§ DOCUMENT

>>

On June 21, 1901, Root's War Department informed MacArthur that Chaffee was to replace him as military head in the Philippines with the change to take place on July 4, 1901. Taft decided, "four, possibly five and two small parts of others", of the 27 organized provinces across the Philippines (16 additional provinces remained unorganized at the end of 1900), "in which armed insurrection continues, will remain under the executive jurisdiction of the military governor and commanding general". The contentiousness between Taft and MacArthur seemed all too apparent as Taft stated publicly that neither his approach of municipal code nor the provincial government act under both Otis and MacArthur would form a perfect government, "though it was possible to make the former much more complete than the latter". Taft further distanced himself and work by characterizing prior military efforts as "two experiments in municipal government under the administrations of General Otis and General MacArthur before the [Philippine] Commission began its legislative work".
After the combined ceremony installing Taft and change of command from MacArthur to Chaffee on July 4, 1901, MacArthur packed his bags that same day and boarded a ship for the United States.
Return to the United States
In the several years that followed, he was assigned to serve at various times as commander of the Department of the Colorado, the Lakes, the East, and eventually the Pacific Division. When the Russo-Japanese War exploded in early 1904, eight American officers were promptly sent to the Manchurian front as observers. Chafing at the bit at his headquarters in Fort Mason, San Francisco, MacArthur requested that he also be assigned as a military observer upon hearing of the outbreak of war between Russia and Japan in 1904. He finally secured the appointment, but arrived in Manchuria in mid-March, 1905, just after the major fighting had ended with the Japanese triumph at the Battle of Mukden. When the Portsmouth Peace Conference was convened in August, MacArthur was sent to Tokyo as military attaché to the American legation.
During Secretary of War William Howard Taft's 1905 trip to Japan, Taft also met with MacArthur, as he was now the United States military attaché to Japan, in Yokohama (likely at the Oriental Palace Hotel where MacArthur and his wife, Mrs. "Pinky" MacArthur, were staying). In the course of this meeting, it was decided 1st Lieutenant Douglas MacArthur would replace Captain Paul W. West as Maj. Gen. MacArthur's aide-de-camp and accompany him on a 'reconnaissance mission' to various Asian countries from November 1, 1905, through late June 1906 traveling over 20,000 miles, per Douglas MacArthur vouchers.

<<

§ PROBLEMS AND TASKS
1) Name every command MacArthur held in the several years after his return to the United States, as listed in the passage on MacArthur.
2) Rewrite the stretch of the passage on MacArthur from "After the combined" through "the United States.", putting "steamer" in place of "ship".

§ RAW RECORDS
>>

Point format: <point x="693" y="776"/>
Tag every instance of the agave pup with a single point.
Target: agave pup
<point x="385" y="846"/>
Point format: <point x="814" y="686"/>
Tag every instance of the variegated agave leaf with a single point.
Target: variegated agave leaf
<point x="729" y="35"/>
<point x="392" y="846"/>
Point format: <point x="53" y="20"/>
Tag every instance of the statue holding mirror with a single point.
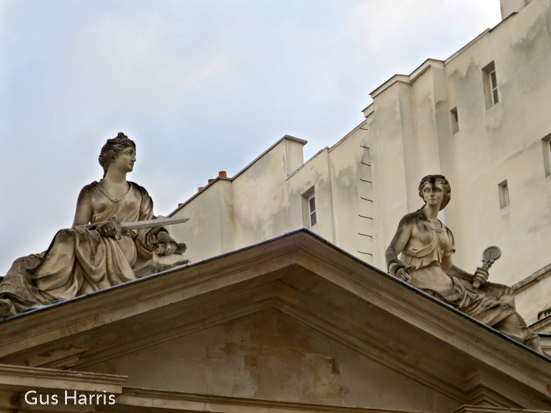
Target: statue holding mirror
<point x="426" y="247"/>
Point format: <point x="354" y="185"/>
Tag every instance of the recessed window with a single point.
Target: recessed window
<point x="546" y="145"/>
<point x="491" y="92"/>
<point x="312" y="210"/>
<point x="455" y="120"/>
<point x="493" y="84"/>
<point x="503" y="194"/>
<point x="309" y="208"/>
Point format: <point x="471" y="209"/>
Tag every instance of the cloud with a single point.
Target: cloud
<point x="201" y="87"/>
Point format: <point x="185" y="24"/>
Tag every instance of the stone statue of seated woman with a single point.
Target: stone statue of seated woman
<point x="81" y="260"/>
<point x="426" y="247"/>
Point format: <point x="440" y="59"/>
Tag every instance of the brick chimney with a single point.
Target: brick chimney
<point x="510" y="6"/>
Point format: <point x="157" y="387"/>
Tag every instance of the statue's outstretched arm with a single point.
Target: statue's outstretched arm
<point x="83" y="213"/>
<point x="397" y="245"/>
<point x="453" y="271"/>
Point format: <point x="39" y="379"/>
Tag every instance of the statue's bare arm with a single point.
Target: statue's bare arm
<point x="481" y="275"/>
<point x="83" y="213"/>
<point x="397" y="245"/>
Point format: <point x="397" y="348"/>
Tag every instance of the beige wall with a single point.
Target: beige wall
<point x="410" y="133"/>
<point x="367" y="181"/>
<point x="266" y="200"/>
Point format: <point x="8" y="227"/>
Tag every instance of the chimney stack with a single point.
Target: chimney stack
<point x="508" y="7"/>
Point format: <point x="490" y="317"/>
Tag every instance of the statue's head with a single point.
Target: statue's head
<point x="433" y="180"/>
<point x="112" y="148"/>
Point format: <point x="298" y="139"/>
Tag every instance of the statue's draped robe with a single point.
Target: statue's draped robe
<point x="80" y="261"/>
<point x="491" y="304"/>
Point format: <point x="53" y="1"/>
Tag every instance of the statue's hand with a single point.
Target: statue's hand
<point x="110" y="228"/>
<point x="165" y="245"/>
<point x="480" y="277"/>
<point x="403" y="275"/>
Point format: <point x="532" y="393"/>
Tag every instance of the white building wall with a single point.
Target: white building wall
<point x="369" y="180"/>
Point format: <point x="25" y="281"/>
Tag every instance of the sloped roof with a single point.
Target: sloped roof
<point x="308" y="279"/>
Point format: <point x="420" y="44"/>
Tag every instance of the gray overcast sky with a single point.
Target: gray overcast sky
<point x="201" y="86"/>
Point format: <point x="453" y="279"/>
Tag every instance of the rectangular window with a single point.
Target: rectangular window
<point x="493" y="84"/>
<point x="546" y="145"/>
<point x="491" y="92"/>
<point x="309" y="208"/>
<point x="503" y="194"/>
<point x="454" y="120"/>
<point x="312" y="210"/>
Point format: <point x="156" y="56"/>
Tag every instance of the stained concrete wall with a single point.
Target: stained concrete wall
<point x="268" y="199"/>
<point x="411" y="134"/>
<point x="369" y="180"/>
<point x="271" y="357"/>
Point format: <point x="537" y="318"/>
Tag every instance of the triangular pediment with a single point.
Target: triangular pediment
<point x="294" y="307"/>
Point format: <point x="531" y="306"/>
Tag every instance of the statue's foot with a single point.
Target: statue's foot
<point x="7" y="308"/>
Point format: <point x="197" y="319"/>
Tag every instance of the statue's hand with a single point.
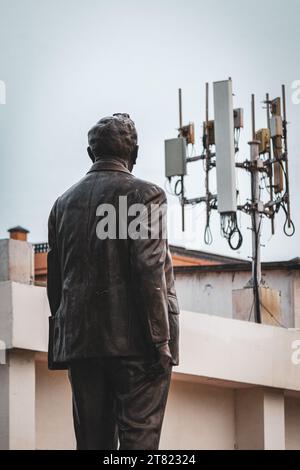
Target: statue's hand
<point x="163" y="359"/>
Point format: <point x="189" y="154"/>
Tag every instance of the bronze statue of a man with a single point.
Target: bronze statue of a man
<point x="114" y="312"/>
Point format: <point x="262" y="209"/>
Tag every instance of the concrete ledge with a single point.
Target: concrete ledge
<point x="212" y="348"/>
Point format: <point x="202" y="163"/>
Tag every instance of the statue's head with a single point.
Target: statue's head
<point x="114" y="137"/>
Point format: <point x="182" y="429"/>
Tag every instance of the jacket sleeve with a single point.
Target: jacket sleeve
<point x="53" y="265"/>
<point x="148" y="257"/>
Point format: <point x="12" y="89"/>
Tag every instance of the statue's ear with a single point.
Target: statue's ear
<point x="91" y="155"/>
<point x="134" y="155"/>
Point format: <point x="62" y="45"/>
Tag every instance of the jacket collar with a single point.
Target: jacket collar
<point x="109" y="165"/>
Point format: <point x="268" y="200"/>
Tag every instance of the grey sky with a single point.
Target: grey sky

<<

§ RESPONSE LIST
1)
Department of the Colorado
Department of the Lakes
Department of the East
Pacific Division

2)
After the combined ceremony installing Taft and change of command from MacArthur to Chaffee on July 4, 1901, MacArthur packed his bags that same day and boarded a steamer for the United States.